**Data in this exercise:**
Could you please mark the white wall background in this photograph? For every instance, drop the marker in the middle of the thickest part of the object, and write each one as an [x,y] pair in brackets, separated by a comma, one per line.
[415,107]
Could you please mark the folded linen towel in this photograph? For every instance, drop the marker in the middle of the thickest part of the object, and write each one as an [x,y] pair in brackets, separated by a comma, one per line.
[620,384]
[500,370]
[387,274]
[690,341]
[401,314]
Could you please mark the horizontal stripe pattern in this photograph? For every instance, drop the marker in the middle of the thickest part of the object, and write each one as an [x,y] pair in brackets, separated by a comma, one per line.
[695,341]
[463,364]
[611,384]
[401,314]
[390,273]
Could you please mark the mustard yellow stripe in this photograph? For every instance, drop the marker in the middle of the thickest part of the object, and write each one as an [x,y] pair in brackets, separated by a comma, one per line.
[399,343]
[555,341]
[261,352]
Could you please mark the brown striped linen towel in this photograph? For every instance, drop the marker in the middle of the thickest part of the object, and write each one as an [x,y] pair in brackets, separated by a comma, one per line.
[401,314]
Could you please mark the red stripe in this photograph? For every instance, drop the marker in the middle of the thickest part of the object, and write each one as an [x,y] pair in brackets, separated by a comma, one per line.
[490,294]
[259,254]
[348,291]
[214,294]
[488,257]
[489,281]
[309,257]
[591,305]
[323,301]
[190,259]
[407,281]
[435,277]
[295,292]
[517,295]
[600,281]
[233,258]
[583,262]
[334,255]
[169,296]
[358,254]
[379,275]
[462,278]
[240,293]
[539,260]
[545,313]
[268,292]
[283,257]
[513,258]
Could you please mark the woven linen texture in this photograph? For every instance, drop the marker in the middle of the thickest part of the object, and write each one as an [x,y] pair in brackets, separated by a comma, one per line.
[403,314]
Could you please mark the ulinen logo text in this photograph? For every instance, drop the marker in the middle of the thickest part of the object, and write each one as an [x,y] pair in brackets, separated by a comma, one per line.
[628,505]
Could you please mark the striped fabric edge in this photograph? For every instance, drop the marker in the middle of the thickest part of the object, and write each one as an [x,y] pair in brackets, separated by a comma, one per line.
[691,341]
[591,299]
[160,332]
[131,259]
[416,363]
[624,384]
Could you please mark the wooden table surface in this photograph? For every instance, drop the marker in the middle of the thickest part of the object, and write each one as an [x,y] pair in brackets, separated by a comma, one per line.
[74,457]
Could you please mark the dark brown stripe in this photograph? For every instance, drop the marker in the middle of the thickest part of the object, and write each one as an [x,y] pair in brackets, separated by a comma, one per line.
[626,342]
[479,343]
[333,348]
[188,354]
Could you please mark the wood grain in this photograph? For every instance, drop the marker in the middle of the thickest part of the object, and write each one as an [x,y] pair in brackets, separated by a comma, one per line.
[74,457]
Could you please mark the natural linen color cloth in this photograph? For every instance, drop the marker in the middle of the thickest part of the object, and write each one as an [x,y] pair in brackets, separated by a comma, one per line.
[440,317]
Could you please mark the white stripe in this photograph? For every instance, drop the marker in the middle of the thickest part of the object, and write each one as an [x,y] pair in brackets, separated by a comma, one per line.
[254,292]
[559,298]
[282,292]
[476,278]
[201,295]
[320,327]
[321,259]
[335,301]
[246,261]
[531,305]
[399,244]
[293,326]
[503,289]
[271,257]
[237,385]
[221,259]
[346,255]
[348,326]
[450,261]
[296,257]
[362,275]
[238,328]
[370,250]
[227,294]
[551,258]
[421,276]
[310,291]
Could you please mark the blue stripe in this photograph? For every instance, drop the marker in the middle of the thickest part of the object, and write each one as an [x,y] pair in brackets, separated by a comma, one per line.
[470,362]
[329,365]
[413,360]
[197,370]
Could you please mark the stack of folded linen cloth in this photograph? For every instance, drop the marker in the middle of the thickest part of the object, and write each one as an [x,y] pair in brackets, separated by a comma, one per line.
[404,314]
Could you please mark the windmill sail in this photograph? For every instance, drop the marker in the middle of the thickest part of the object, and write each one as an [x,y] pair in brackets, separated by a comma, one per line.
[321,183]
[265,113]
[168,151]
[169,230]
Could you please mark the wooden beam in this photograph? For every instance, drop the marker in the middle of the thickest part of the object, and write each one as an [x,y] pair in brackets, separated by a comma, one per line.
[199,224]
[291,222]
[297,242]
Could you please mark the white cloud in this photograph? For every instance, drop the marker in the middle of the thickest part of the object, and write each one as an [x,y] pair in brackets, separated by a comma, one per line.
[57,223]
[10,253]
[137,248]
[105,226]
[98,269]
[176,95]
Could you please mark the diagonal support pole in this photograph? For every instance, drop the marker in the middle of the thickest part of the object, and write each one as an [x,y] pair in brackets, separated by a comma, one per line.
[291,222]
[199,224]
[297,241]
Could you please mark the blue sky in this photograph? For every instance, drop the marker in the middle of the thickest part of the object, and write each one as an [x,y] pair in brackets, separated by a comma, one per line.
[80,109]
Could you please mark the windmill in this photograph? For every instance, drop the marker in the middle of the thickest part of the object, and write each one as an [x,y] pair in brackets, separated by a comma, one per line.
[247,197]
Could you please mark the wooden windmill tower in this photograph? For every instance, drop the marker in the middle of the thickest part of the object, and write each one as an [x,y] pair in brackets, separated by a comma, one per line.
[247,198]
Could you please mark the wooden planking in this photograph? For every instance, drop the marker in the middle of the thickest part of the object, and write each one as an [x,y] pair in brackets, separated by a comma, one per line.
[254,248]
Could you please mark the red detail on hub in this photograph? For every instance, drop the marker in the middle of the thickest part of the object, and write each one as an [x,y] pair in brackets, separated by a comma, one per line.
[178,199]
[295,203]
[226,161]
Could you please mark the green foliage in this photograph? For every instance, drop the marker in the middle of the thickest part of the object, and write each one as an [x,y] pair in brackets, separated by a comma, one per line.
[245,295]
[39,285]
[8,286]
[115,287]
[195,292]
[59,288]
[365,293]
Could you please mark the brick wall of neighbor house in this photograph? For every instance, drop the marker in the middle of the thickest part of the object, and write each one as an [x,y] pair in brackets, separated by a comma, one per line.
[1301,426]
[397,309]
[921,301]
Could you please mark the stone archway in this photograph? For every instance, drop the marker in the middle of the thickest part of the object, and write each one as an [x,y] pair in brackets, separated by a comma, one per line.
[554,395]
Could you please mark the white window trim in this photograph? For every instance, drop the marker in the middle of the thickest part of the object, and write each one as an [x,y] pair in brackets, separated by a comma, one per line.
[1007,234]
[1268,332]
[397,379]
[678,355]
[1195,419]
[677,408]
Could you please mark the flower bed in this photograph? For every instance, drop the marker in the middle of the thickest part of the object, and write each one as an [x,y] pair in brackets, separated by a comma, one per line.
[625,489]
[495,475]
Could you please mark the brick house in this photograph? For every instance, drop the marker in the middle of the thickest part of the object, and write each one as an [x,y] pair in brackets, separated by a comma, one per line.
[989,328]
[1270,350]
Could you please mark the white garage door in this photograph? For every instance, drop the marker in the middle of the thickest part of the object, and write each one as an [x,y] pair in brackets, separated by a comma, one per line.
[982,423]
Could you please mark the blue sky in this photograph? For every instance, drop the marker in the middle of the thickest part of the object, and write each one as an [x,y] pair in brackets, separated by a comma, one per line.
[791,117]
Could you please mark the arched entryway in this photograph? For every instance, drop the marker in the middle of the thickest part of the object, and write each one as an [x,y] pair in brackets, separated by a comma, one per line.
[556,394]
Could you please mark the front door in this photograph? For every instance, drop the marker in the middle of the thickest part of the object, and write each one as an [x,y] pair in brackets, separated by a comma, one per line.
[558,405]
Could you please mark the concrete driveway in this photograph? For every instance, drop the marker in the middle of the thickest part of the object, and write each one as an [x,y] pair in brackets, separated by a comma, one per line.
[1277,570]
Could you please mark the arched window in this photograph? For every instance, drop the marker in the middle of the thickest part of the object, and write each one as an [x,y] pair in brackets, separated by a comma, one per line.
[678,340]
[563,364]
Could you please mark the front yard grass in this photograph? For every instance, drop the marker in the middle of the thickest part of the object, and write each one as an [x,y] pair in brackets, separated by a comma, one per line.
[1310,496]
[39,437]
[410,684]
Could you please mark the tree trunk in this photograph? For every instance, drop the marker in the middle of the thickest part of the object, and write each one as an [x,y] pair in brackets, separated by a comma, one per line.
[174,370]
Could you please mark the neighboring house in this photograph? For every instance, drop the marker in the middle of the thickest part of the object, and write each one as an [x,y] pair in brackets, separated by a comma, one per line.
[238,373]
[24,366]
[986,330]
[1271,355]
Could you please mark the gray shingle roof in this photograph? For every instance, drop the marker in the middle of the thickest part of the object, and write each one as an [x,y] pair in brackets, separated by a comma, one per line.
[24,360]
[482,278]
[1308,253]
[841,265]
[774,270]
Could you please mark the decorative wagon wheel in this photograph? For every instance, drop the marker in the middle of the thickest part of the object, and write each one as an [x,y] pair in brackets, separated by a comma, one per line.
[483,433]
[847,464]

**Problem requirements:** Print exactly the lines from the one with "Could you please mark the concrete" through the end of the data, inclusive.

**Result:**
Could you please mark the concrete driveway in this photograph? For every instance, drop the marker in the middle of the thickest part of the object, and write each one as an [x,y] pair in brackets, separated by a comma, one per line.
[1277,570]
Could you please mark the arched window in this photograph? For every instance, drop the marker in the middle of the thickest part of the object, and write each one as an [x,y] pair in brackets, separated by a comma, one per line.
[678,340]
[563,364]
Could you please mark the front yard grass in this photograph? For every instance, drop the marker in the middle of the thickest part of the object, and write each one as an [x,y] pair in brackets, separated by a comma, one per line.
[1310,496]
[39,437]
[410,684]
Could you please mark the tree trunk in this photograph? For every instance, drop the marker in the middle of the thickest part of the object, and write each one as an [x,y] pair in brackets, separated by a comma, one per line.
[174,370]
Could you please mark the neighboring house in this photograph? For every instance, drop the marker in the middle of the thickest part of the object, and write each one as an [x,y] pair in brackets, separated by a comma, one per line.
[238,373]
[24,366]
[986,330]
[1271,355]
Could you please mark the gray shingle roof in this photograph? For every instance, drop the marker in the middle of the thickest part of the object, and write each one as an [x,y] pair in brackets, separated by a comma, one per line.
[24,360]
[482,278]
[1308,253]
[841,265]
[774,270]
Could you please mark the decorative wagon wheel in this photograph? For every instance, drop the marker in the middle of the thickest part of the object, and write each one as an [x,y] pair in brackets, separated by a comma, one per line.
[483,433]
[847,464]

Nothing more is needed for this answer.